◆ Instructions:
[1] In the kitsch essay below, condense the paragraph beginning "Another paradox of accessibility" into a shorter version that keeps its main points.
[2] Extend the kitsch essay below past its final sentence, adding a few sentences that carry its argument forward.

To be plain – a lot of conceptual art is non-sense. It is no wonder that such art lacks mass appeal. The masses demand the sensual. Paradoxically, this absence of accessibility is part of its “appeal,” though the appeal is one enjoyed only by an elite in-crowd that can wink and nod among themselves that they “get it” and the ignorant masses do not. It is within this context that a critic like Tomáš Kulka can argue that kitsch deals primarily with beautiful and emotional subject matter that is identified with ease and does not substantially enrich our relationship with the subject depicted in the work of kitsch.
Everybody gets a cat.

Indeed, one of the earliest examples of kitsch is a portrait of a cat in a frill collar, issued as lithographs between 1861 and 1897 by Frederick Dielman and entitled “The Widow.” Animal portraiture is thus ripe for the accusation of kitsch. It seems overtly sentimental in its association with “cat ladies” and the uniquely bourgeois mannerisms of those who dote over their pets – the historical resonance between the aristocratic portraiture of old and people who name their dogs “Duchess.” More importantly, such subject matter is the stuff of Internet celebrity. The Internet is full of cats. People cannot get enough of them and artists like Scott have huge Internet followings.

Another paradox of accessibility follows from this Internet acclaim. While it’s true that artists are instructed to have a solid website, that Internet presence is important for an artist’s long-term viability and a key means by which to craft their image, message, and brand, it is also true that a certain level of Internet fandom brings with it the charge of unseriousness, of pandering, or of being low-brow. That is, Internet celebrity is shorthand for the distinctive kitsch of the digital era.
In our time of digital kitsch, the means of reproduction have shifted from the merely mechanical to the digital. In this shift, an acceleration of the speed of the reproduction, its similarity to the original (due to larger file sizes, high definition screen resolution and in-home printing capacity), and the practically inexhaustible number of reproductions that can be generated from a single digital file provide such a change in magnitude that a qualitative transformation follows from it. The time of kitsch becomes different, as does the space of its configuration. People no longer seek the object for permanent display in their homes or offices. Instead, they are motivated to share temporary and passing encounters with these works on the “walls” of their Facebook page, on their Twitter feeds, and over Instagram. Accessibility itself is intensified. Only an Internet connection is required. No one has to go anywhere or purchase a print. No one really has to leave their computer – social media has generated the digital economy of kitsch in its current form. Endlessly repeatable, the image takes on an exponentially increasing range of interpretations as it enters into various digital contexts and is shared with messages derived from a multitude of individuals with many different motivations for sharing the work.

This explains, in part, what gives rise to the two paradoxes discussed above. The art of digital kitsch is the art of being immediately sensible, and so immediately and intuitively grasped that the person acts on it within a very narrow time frame. It has to catch their eye. It must grip them, and they must feel moved in that moment to share it – often with a written message that, if not directly brought about by the sensation of the work of art, then is at least readily associated with it. Thus, the representational must take precedence over the conceptual. In fact, more baldly sensuous the work, the more it currency it has in the digital economy. This confounds the artist.

Point placement listing
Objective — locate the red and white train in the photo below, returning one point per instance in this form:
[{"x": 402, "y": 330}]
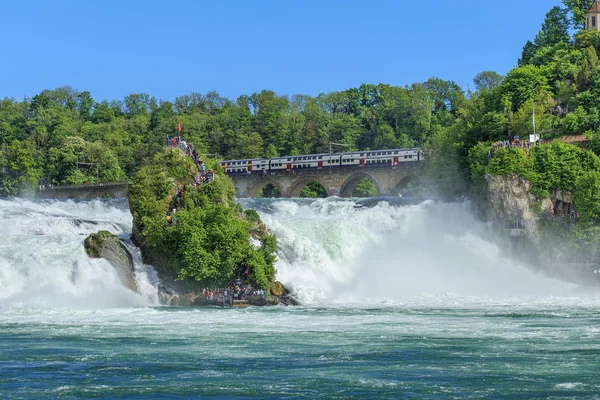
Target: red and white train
[{"x": 358, "y": 159}]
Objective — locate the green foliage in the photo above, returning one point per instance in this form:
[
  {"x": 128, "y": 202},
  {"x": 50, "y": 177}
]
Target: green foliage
[
  {"x": 365, "y": 188},
  {"x": 577, "y": 9},
  {"x": 509, "y": 161},
  {"x": 19, "y": 170},
  {"x": 210, "y": 241}
]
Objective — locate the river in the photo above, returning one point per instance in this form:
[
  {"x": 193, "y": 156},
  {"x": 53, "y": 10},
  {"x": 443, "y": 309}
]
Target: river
[{"x": 399, "y": 302}]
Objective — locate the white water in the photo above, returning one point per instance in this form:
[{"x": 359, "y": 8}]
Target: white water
[
  {"x": 330, "y": 251},
  {"x": 333, "y": 251},
  {"x": 43, "y": 262}
]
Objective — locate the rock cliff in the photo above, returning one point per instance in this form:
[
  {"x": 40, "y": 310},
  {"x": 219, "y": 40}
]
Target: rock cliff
[
  {"x": 515, "y": 207},
  {"x": 106, "y": 245}
]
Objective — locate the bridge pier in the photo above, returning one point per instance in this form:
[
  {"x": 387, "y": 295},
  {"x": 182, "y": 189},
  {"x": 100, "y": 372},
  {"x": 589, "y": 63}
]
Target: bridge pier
[{"x": 389, "y": 181}]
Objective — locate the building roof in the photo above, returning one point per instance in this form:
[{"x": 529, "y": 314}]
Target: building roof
[
  {"x": 574, "y": 139},
  {"x": 595, "y": 8}
]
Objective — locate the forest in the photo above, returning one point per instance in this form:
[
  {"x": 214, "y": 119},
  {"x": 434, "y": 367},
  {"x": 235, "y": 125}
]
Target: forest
[{"x": 65, "y": 136}]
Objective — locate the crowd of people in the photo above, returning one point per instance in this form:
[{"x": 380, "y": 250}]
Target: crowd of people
[
  {"x": 202, "y": 177},
  {"x": 515, "y": 144},
  {"x": 235, "y": 293}
]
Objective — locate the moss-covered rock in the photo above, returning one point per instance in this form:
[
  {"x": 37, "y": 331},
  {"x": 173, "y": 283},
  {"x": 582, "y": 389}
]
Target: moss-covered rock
[
  {"x": 106, "y": 245},
  {"x": 209, "y": 243}
]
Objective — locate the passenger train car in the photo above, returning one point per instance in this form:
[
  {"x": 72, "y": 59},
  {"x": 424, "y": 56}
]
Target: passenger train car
[{"x": 358, "y": 159}]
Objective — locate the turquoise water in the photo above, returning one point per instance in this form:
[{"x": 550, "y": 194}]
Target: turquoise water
[
  {"x": 426, "y": 348},
  {"x": 399, "y": 302}
]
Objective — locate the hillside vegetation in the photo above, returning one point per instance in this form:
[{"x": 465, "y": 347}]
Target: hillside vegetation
[{"x": 209, "y": 244}]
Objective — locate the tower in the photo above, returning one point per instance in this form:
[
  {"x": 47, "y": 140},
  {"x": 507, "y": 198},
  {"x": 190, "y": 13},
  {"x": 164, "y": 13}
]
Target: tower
[{"x": 592, "y": 17}]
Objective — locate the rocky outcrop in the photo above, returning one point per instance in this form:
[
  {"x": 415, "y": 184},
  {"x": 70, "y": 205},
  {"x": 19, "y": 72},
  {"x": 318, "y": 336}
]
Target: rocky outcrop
[
  {"x": 106, "y": 245},
  {"x": 517, "y": 208},
  {"x": 283, "y": 294}
]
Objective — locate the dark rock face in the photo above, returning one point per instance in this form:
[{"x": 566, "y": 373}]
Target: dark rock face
[{"x": 106, "y": 245}]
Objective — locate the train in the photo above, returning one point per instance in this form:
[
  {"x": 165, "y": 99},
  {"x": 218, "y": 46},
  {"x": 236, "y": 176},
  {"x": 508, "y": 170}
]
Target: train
[{"x": 358, "y": 159}]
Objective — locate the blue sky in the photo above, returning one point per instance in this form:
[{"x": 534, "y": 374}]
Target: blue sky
[{"x": 166, "y": 49}]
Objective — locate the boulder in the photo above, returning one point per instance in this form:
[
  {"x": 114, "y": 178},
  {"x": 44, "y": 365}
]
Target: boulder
[
  {"x": 277, "y": 289},
  {"x": 106, "y": 245}
]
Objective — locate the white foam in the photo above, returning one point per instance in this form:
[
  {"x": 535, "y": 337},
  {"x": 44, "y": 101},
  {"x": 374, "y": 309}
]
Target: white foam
[
  {"x": 43, "y": 263},
  {"x": 335, "y": 251}
]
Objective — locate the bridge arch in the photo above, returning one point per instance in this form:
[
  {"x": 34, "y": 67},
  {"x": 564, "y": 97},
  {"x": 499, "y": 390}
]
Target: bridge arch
[
  {"x": 350, "y": 183},
  {"x": 402, "y": 187},
  {"x": 298, "y": 185},
  {"x": 257, "y": 186}
]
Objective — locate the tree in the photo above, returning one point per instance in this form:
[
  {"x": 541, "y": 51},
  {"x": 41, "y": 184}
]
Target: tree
[
  {"x": 588, "y": 68},
  {"x": 19, "y": 171},
  {"x": 527, "y": 54},
  {"x": 487, "y": 80},
  {"x": 524, "y": 83},
  {"x": 555, "y": 28},
  {"x": 578, "y": 8}
]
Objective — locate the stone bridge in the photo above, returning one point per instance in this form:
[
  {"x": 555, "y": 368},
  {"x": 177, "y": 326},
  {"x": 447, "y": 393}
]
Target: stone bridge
[
  {"x": 113, "y": 190},
  {"x": 389, "y": 181}
]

◆ Results for each task:
[1] A second paradox comes from Internet acclaim. Artists are told to keep a solid website, because online presence matters for long-term viability and for shaping their image, message, and brand. Yet a certain level of Internet fandom brings accusations of unseriousness, pandering, or being low-brow. Internet celebrity has therefore become shorthand for the distinctive kitsch of the digital era.

[2]
We have heard of the death of the author, and here follows the artist into digital oblivion. The argument for the artist’s website is one about maintaining identity – it’s about centralization. Social media renders the artwork radically decentralized, such that the artist risks losing the work of art to the masses entirely. The passage into the digital reduces the artist’s signature, thereby again de-emphasizing the message, the meaning, intended by the artist in the work of art.
In many ways, artists like Iris Scott whose regal portraits of cats and of dogs shaking luminously colored and textured arrays of water off their coats (see fig. 5 above) are following in the wake of Norwegian artists like Odd Nerdrum and Jan-Ove Tuv, who proclaim kitsch as a counter-narrative to the art-world’s overemphasis on conceptualization. These artists liken a positive sense of “kitsch” to the craft oriented art works of the ancient Greeks and Romans. These are sensuous works that take inspiration from the Old Masters, Romanticism, and do not shy away from the emotional.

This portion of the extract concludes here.